Written task 1
Duplicate the passage from the film review word for word, starting with "The Bond films" and going on through "sex once. Once!".
Written task 2
According to the film review, which actor returns to play CIA agent Felix Leiter?
>> START Source passage
In Marc Forster's follow-up to Casino Royale (the new film picks up an hour after the first one ended), death is given no particular extravagance - from when you wake up, wherever you wake up, it's a straight line to the grave, and Bond leaves them where they die in his arms. The muscled bullet of a secret agent tracks the movements of the shadowy Quantum organization, with help and harm from his American friends along the way.

The Bond films routinely have high death counts, but few films in history rank with the frequency and impact of death in Quantum of Solace. More like a Bruce Lee movie than a Michael Bay one, other action films aren't like Quantum: they toy with death, characters threaten each other with it, and near-miss encounters rule the day. In this new world, people really die, and don't come back. Instead of making a joke out of an action film, this Bond turns other action films into jokes by comparison. There's barely a laugh line in the movie, characters rarely smile, and Bond only has sex once. Once!

The film's American contingent is led by the returning Jeffrey Wright, reprising the longtime Bond character of CIA agent Felix Leiter. American agents willingly consort with the film's enemy, Dominic Greene, played by Mathieu Amalric, but they're not all bad, and their motives in the film's conflict are largely unknown until the end.
>> END Source passage
>> START Data listing
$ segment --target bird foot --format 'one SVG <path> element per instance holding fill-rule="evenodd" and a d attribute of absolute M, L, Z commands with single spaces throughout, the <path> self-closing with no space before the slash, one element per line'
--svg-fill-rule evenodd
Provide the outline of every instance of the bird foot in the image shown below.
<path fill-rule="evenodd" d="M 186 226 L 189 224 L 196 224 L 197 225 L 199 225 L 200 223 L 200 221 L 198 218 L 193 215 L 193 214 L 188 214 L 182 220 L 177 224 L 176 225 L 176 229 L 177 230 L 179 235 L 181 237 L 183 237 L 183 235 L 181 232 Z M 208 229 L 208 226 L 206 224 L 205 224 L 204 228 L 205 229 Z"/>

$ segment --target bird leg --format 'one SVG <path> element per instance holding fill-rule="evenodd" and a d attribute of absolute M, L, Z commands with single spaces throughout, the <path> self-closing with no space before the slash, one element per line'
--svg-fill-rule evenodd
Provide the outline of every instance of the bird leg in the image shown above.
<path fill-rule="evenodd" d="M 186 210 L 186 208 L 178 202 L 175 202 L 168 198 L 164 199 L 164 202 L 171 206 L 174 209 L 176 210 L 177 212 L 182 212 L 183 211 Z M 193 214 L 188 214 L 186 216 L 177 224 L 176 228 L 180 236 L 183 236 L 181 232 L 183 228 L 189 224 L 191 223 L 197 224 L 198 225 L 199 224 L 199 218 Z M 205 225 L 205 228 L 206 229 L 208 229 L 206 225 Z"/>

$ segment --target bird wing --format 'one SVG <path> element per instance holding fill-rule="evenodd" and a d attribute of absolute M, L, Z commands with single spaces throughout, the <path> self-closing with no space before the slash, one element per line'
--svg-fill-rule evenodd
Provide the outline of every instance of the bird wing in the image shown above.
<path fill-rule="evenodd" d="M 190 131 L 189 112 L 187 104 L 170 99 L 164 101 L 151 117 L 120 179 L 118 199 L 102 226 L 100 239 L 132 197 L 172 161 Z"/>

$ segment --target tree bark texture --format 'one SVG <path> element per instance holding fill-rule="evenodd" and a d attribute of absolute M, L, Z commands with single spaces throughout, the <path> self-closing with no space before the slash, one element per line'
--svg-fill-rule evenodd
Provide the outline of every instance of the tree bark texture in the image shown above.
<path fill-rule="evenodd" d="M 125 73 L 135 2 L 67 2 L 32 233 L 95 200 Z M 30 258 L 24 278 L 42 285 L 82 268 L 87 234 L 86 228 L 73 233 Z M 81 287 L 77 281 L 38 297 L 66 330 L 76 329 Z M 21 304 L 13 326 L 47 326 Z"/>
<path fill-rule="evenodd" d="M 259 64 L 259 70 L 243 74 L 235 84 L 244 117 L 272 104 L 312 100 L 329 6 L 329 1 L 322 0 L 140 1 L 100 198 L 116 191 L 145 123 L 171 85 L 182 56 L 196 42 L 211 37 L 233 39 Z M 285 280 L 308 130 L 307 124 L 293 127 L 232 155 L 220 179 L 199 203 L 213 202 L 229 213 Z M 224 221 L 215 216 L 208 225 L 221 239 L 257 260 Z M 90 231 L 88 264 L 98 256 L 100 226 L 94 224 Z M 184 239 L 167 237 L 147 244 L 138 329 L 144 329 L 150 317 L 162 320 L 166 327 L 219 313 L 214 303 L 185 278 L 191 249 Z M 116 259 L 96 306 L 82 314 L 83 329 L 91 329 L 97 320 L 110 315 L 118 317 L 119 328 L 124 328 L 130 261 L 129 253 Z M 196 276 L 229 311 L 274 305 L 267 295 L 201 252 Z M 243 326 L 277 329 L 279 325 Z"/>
>> END Data listing
Task solution 1
The Bond films routinely have high death counts, but few films in history rank with the frequency and impact of death in Quantum of Solace. More like a Bruce Lee movie than a Michael Bay one, other action films aren't like Quantum: they toy with death, characters threaten each other with it, and near-miss encounters rule the day. In this new world, people really die, and don't come back. Instead of making a joke out of an action film, this Bond turns other action films into jokes by comparison. There's barely a laugh line in the movie, characters rarely smile, and Bond only has sex once. Once!

Task solution 2
Jeffrey Wright